◆ Reading passage ◆
--- begin ---

For illustration purposes (and since setting a SNN to competently control the ball appears *tricky* even when any living creature could manage), we'll implement the players as *proportional control* governors which chase after where the ball is now.  Keep in mind that the effective command is capped in the playing field, to simulate real-life constraints.  And because that would be too perfect, we'll introduce *noise* (simulating "tremor" and general uncertainty) that perturbates the control enough to make it interesting.

We could have implemented all this inside one LEMS component, but were we'll break it down since we want our own non-trivial system (a *spiking neural network* perhaps?) to work the paddles.  The playing field (or *environment*) is separated from the *controller*, with the only communication flows being observation (in whichever form) and control command (in whichever form).

--- end ---

◆ Data ◆
--- begin ---

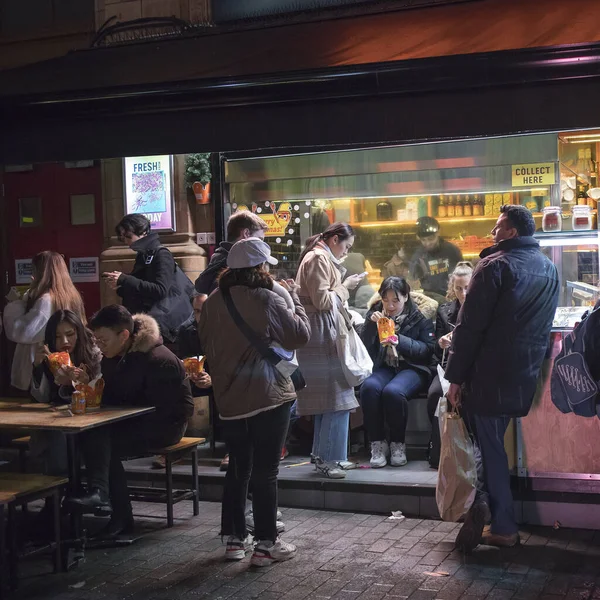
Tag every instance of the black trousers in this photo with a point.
(105, 447)
(433, 397)
(254, 445)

--- end ---

◆ Tasks and exercises ◆
- a) Answer these questions using the passage on the paddle-and-ball simulation, marking your answers (i), (ii), and (iii):
(i) What kind of governors are the players implemented as?
(ii) What two things is the added noise meant to simulate?
(iii) What are the only two communication flows between the playing field and the controller?
- b) List every word or phrase in the passage on the paddle-and-ball simulation that is marked off with asterisks.

◆ Task-by-task answers ◆
- a)
(i) Proportional control governors that chase after where the ball is now.
(ii) "Tremor" and general uncertainty.
(iii) Observation and control command.

- b)
tricky
proportional control
noise
spiking neural network
environment
controller